**TO BE DONE**
Copy out the listing from the line holding "Where can the red sign" through the line holding "<point>242,141</point>", inclusive, with the requests kept as they are. Shift every coordinate in the answer points up by 114, but leave the sample points inside the requests unchanged.

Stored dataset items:
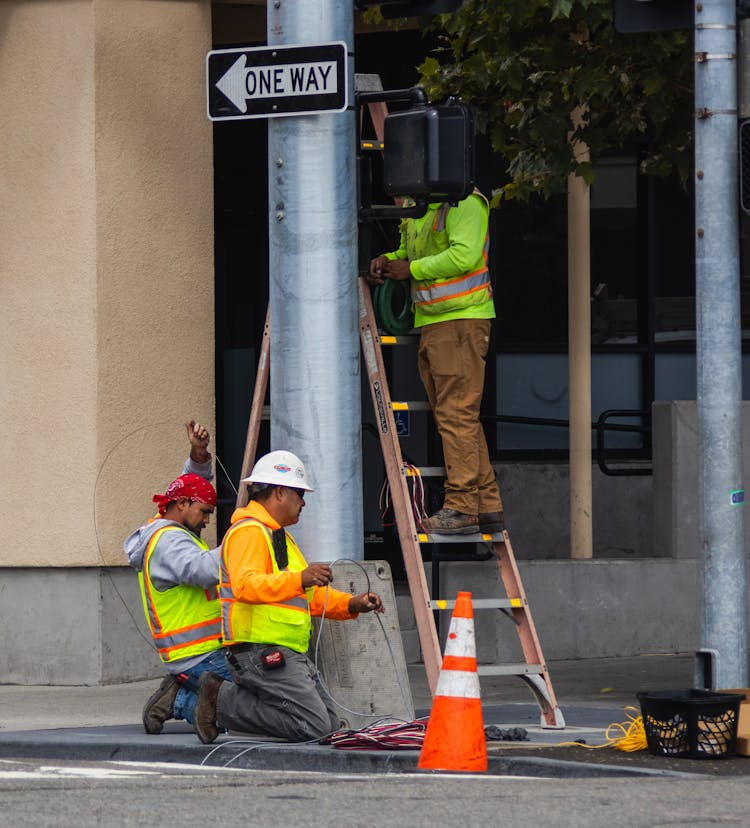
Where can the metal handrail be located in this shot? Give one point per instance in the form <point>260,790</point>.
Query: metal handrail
<point>600,426</point>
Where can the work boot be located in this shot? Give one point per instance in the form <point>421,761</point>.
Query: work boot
<point>491,522</point>
<point>160,705</point>
<point>204,718</point>
<point>451,522</point>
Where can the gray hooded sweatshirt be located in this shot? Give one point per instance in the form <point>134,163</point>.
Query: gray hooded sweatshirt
<point>177,559</point>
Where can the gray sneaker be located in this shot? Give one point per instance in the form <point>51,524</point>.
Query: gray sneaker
<point>160,705</point>
<point>451,522</point>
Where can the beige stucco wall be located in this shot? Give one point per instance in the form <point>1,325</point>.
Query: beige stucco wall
<point>106,266</point>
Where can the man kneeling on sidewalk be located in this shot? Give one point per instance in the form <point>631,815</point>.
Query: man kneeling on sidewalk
<point>268,593</point>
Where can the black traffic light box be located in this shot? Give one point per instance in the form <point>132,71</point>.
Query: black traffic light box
<point>429,152</point>
<point>633,16</point>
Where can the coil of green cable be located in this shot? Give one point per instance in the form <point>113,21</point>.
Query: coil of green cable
<point>398,320</point>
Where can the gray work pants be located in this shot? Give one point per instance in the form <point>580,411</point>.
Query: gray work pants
<point>287,702</point>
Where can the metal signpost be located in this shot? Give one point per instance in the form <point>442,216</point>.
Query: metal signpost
<point>305,74</point>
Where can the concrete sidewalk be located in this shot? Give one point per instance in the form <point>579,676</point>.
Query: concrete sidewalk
<point>99,723</point>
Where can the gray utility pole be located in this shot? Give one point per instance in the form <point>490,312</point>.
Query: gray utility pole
<point>314,323</point>
<point>718,349</point>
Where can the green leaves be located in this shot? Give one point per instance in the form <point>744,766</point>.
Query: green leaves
<point>525,65</point>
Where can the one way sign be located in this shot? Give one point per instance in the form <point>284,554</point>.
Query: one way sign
<point>280,80</point>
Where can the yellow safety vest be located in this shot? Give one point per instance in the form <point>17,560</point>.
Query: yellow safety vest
<point>434,298</point>
<point>184,620</point>
<point>285,624</point>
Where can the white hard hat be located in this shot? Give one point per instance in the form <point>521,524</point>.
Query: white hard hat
<point>280,468</point>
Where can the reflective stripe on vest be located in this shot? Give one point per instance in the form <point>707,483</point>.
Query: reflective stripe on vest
<point>284,623</point>
<point>184,620</point>
<point>430,293</point>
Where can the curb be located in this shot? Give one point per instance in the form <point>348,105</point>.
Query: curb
<point>90,744</point>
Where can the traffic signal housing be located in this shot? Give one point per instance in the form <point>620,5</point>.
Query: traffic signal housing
<point>632,16</point>
<point>429,152</point>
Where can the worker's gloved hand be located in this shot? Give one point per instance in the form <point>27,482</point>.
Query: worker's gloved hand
<point>199,439</point>
<point>397,269</point>
<point>377,266</point>
<point>366,602</point>
<point>317,575</point>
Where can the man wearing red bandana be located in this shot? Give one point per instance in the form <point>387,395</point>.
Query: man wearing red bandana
<point>178,575</point>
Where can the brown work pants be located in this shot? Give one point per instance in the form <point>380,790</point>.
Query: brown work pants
<point>451,363</point>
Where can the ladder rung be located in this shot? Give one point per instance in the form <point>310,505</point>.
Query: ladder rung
<point>475,538</point>
<point>509,669</point>
<point>410,406</point>
<point>425,471</point>
<point>479,603</point>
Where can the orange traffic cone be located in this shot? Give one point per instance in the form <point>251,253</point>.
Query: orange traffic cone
<point>455,732</point>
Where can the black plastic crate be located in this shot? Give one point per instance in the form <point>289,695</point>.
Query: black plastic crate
<point>694,724</point>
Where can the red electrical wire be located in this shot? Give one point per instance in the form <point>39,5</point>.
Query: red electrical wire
<point>388,736</point>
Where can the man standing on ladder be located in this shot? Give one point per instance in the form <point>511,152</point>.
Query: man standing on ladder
<point>444,253</point>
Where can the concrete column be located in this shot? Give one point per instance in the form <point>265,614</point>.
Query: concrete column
<point>579,358</point>
<point>107,243</point>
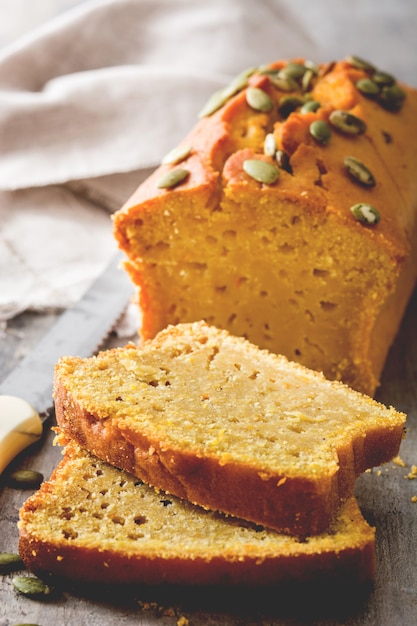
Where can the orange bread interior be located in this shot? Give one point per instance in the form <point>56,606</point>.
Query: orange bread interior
<point>285,262</point>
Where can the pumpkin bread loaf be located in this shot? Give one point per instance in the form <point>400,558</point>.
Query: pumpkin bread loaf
<point>93,523</point>
<point>213,419</point>
<point>287,216</point>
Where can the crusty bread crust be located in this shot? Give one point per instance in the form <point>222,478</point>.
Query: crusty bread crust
<point>296,500</point>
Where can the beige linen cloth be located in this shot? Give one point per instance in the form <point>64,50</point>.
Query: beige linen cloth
<point>90,103</point>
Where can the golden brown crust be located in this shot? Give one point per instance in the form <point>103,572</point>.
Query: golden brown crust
<point>55,540</point>
<point>296,500</point>
<point>154,226</point>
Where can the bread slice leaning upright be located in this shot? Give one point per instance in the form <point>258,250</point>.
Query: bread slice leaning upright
<point>91,522</point>
<point>213,419</point>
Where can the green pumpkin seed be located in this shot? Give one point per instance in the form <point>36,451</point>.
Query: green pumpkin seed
<point>383,78</point>
<point>31,586</point>
<point>258,99</point>
<point>320,131</point>
<point>261,171</point>
<point>25,479</point>
<point>283,83</point>
<point>392,98</point>
<point>293,70</point>
<point>347,123</point>
<point>367,87</point>
<point>359,172</point>
<point>10,561</point>
<point>172,178</point>
<point>283,161</point>
<point>310,107</point>
<point>176,155</point>
<point>360,64</point>
<point>288,104</point>
<point>365,213</point>
<point>270,145</point>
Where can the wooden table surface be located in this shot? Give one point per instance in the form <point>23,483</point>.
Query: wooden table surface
<point>385,496</point>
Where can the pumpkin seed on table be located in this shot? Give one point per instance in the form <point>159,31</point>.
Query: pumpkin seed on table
<point>172,178</point>
<point>346,122</point>
<point>10,561</point>
<point>320,131</point>
<point>261,171</point>
<point>25,479</point>
<point>31,586</point>
<point>365,213</point>
<point>359,172</point>
<point>258,99</point>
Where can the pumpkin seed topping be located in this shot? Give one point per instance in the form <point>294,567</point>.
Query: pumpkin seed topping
<point>347,123</point>
<point>261,171</point>
<point>320,131</point>
<point>392,98</point>
<point>31,586</point>
<point>258,99</point>
<point>367,87</point>
<point>310,107</point>
<point>360,64</point>
<point>365,213</point>
<point>172,178</point>
<point>176,155</point>
<point>270,145</point>
<point>25,479</point>
<point>359,172</point>
<point>10,561</point>
<point>283,161</point>
<point>288,104</point>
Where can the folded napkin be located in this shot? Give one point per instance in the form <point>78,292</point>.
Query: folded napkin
<point>90,103</point>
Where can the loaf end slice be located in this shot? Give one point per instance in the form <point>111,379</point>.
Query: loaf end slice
<point>213,419</point>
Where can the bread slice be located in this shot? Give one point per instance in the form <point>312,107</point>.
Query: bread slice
<point>92,522</point>
<point>284,262</point>
<point>213,419</point>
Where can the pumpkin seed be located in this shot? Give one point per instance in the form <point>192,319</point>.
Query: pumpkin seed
<point>176,155</point>
<point>320,131</point>
<point>310,107</point>
<point>365,213</point>
<point>10,561</point>
<point>383,78</point>
<point>307,80</point>
<point>360,64</point>
<point>367,87</point>
<point>258,99</point>
<point>25,479</point>
<point>261,171</point>
<point>283,161</point>
<point>392,98</point>
<point>347,123</point>
<point>294,70</point>
<point>172,178</point>
<point>283,83</point>
<point>288,104</point>
<point>31,586</point>
<point>270,145</point>
<point>359,172</point>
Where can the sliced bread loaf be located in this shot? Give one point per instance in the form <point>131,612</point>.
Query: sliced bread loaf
<point>92,522</point>
<point>213,419</point>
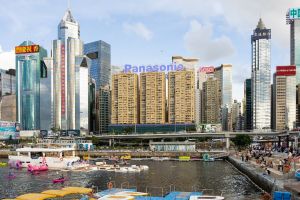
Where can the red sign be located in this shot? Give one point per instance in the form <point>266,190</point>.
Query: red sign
<point>62,80</point>
<point>289,70</point>
<point>206,70</point>
<point>27,49</point>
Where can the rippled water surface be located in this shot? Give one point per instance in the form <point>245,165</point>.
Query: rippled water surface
<point>184,176</point>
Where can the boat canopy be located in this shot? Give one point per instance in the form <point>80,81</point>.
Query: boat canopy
<point>35,196</point>
<point>28,149</point>
<point>78,190</point>
<point>57,193</point>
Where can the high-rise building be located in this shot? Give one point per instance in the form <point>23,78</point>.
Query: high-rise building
<point>211,101</point>
<point>201,77</point>
<point>261,76</point>
<point>103,117</point>
<point>285,97</point>
<point>224,75</point>
<point>181,96</point>
<point>152,98</point>
<point>125,99</point>
<point>70,77</point>
<point>100,71</point>
<point>248,104</point>
<point>293,19</point>
<point>29,71</point>
<point>7,82</point>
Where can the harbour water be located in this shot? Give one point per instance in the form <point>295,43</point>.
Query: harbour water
<point>159,179</point>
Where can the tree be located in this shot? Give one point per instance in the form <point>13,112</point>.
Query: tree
<point>242,141</point>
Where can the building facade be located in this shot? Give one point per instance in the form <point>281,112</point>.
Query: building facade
<point>285,97</point>
<point>125,99</point>
<point>248,104</point>
<point>211,101</point>
<point>69,72</point>
<point>152,98</point>
<point>28,75</point>
<point>100,71</point>
<point>224,75</point>
<point>261,77</point>
<point>181,96</point>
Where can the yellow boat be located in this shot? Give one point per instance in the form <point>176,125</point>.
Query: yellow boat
<point>184,158</point>
<point>126,157</point>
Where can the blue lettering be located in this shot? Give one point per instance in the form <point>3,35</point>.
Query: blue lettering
<point>155,68</point>
<point>127,68</point>
<point>141,68</point>
<point>162,68</point>
<point>149,68</point>
<point>135,69</point>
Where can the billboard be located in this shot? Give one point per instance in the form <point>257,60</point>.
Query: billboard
<point>294,13</point>
<point>27,49</point>
<point>207,70</point>
<point>9,130</point>
<point>289,70</point>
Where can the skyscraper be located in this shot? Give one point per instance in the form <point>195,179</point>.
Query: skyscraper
<point>248,104</point>
<point>261,76</point>
<point>125,99</point>
<point>100,71</point>
<point>29,68</point>
<point>211,101</point>
<point>70,73</point>
<point>152,98</point>
<point>181,96</point>
<point>293,19</point>
<point>285,97</point>
<point>224,75</point>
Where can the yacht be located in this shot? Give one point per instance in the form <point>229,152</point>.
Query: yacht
<point>54,158</point>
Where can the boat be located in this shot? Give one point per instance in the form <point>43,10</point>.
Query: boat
<point>59,180</point>
<point>207,158</point>
<point>297,174</point>
<point>33,168</point>
<point>56,158</point>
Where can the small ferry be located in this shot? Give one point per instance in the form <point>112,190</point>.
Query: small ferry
<point>54,158</point>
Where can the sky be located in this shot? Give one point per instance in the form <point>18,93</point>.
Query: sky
<point>143,32</point>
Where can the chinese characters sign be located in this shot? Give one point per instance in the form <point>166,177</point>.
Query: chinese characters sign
<point>294,13</point>
<point>27,49</point>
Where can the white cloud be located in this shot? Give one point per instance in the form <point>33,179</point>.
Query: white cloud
<point>139,29</point>
<point>199,40</point>
<point>7,59</point>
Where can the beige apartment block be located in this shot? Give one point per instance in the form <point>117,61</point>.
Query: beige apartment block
<point>181,96</point>
<point>152,98</point>
<point>124,99</point>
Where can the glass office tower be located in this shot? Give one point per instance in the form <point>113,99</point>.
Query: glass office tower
<point>28,75</point>
<point>261,77</point>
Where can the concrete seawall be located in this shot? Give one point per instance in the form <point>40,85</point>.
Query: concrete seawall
<point>265,182</point>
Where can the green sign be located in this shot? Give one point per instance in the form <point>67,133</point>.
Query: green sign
<point>294,13</point>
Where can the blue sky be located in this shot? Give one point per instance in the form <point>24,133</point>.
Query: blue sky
<point>151,31</point>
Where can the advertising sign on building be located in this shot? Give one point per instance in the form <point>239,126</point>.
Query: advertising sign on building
<point>207,70</point>
<point>294,13</point>
<point>9,130</point>
<point>289,70</point>
<point>27,49</point>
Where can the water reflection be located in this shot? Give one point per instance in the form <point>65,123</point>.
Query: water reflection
<point>161,177</point>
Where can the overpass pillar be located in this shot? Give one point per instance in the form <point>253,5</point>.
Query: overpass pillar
<point>227,137</point>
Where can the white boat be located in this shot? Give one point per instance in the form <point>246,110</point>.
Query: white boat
<point>55,158</point>
<point>206,197</point>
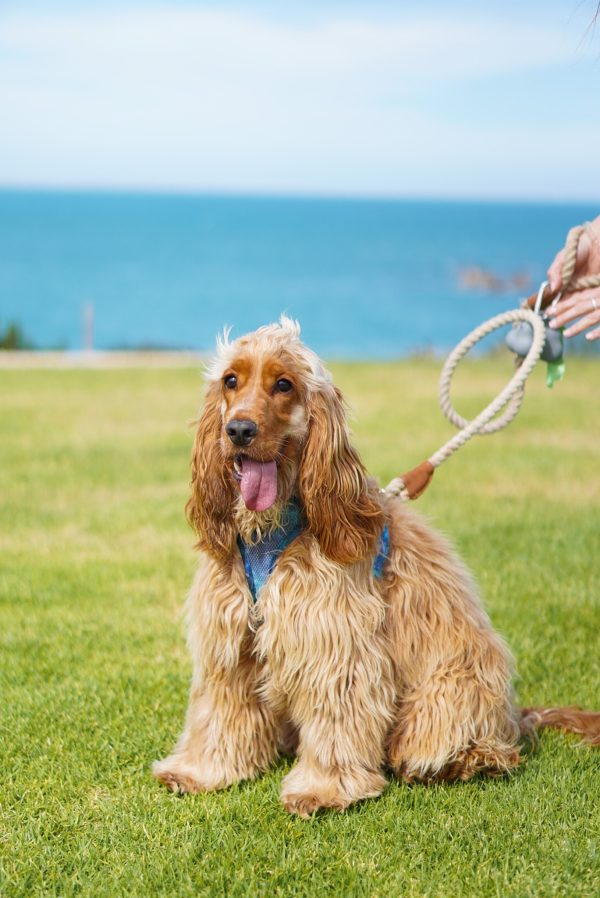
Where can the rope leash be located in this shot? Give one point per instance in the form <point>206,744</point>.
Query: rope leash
<point>414,482</point>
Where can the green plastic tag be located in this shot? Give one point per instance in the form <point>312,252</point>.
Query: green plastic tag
<point>555,371</point>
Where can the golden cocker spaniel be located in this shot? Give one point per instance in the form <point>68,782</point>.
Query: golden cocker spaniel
<point>326,618</point>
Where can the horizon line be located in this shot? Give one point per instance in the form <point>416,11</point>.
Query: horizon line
<point>307,195</point>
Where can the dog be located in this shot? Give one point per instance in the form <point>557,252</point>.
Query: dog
<point>326,618</point>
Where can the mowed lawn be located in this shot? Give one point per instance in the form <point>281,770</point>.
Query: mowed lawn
<point>95,561</point>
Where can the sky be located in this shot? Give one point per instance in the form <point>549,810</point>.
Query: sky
<point>489,100</point>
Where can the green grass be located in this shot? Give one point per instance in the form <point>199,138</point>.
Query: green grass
<point>95,561</point>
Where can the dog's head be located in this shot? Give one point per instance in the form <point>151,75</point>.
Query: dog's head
<point>274,427</point>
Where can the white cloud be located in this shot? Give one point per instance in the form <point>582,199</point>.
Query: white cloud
<point>194,98</point>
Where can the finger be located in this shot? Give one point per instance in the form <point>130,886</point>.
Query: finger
<point>583,324</point>
<point>572,306</point>
<point>555,271</point>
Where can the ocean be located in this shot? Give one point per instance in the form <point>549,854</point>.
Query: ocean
<point>366,278</point>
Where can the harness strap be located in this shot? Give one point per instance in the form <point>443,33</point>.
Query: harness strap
<point>260,558</point>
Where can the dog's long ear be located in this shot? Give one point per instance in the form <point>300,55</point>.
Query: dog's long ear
<point>340,509</point>
<point>210,507</point>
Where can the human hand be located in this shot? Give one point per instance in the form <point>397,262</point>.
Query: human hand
<point>583,304</point>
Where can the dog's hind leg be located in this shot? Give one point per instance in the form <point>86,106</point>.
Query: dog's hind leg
<point>456,724</point>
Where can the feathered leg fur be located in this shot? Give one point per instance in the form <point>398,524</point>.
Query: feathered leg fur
<point>229,734</point>
<point>455,715</point>
<point>326,664</point>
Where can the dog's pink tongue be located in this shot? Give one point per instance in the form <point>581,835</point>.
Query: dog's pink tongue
<point>258,484</point>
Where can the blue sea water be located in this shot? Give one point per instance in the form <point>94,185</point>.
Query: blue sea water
<point>366,278</point>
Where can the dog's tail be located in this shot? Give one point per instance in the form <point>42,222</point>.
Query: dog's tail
<point>571,720</point>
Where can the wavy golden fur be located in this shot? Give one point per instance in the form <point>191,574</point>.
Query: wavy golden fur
<point>353,674</point>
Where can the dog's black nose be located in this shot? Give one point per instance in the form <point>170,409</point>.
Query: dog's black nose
<point>241,433</point>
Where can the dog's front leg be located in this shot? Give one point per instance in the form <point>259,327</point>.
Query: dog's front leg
<point>327,656</point>
<point>229,733</point>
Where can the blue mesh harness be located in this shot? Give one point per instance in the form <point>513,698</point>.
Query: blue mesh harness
<point>260,558</point>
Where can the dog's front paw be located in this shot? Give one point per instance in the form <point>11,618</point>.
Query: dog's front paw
<point>305,805</point>
<point>306,790</point>
<point>182,778</point>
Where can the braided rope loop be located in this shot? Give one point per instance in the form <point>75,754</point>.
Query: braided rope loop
<point>512,394</point>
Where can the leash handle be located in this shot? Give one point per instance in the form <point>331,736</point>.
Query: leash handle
<point>412,484</point>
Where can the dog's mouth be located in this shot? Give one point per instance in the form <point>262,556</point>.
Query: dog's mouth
<point>257,480</point>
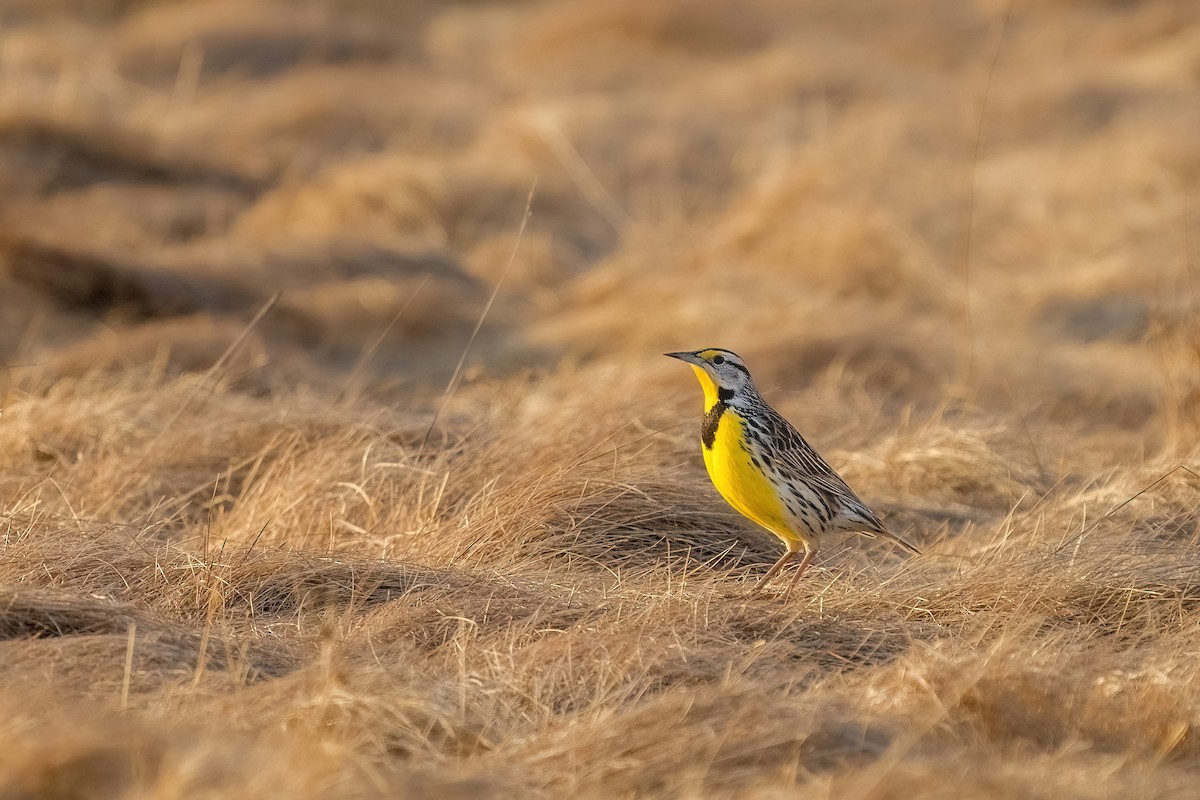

**RESPONSE TO THIS TASK**
Where can the red sign be located in this shot? Give one point per instance in the form <point>266,190</point>.
Query: red sign
<point>176,194</point>
<point>403,184</point>
<point>320,184</point>
<point>141,163</point>
Where can the rippled water surface be located in this shot? Give one point per instance in the form <point>245,165</point>.
Query: rippled water surface
<point>298,290</point>
Where can the boat canopy be located in this shot? Give one point per instance in the form <point>80,81</point>.
Query: boat canopy
<point>149,310</point>
<point>142,263</point>
<point>192,304</point>
<point>171,307</point>
Where can the high-rise building be located in this shot? Give one point per instance in the form <point>23,78</point>.
Query: high-rise building
<point>325,215</point>
<point>315,191</point>
<point>375,190</point>
<point>217,231</point>
<point>399,211</point>
<point>338,189</point>
<point>295,210</point>
<point>266,212</point>
<point>239,213</point>
<point>184,191</point>
<point>214,185</point>
<point>362,218</point>
<point>407,133</point>
<point>143,185</point>
<point>121,196</point>
Where can the harbour water be located in this shot? Give one point per instance in the form <point>295,43</point>.
Query: harbour water
<point>273,293</point>
Where can the tree be located in this shot? Give one point per instance in the form <point>13,112</point>.
Query: tree
<point>356,255</point>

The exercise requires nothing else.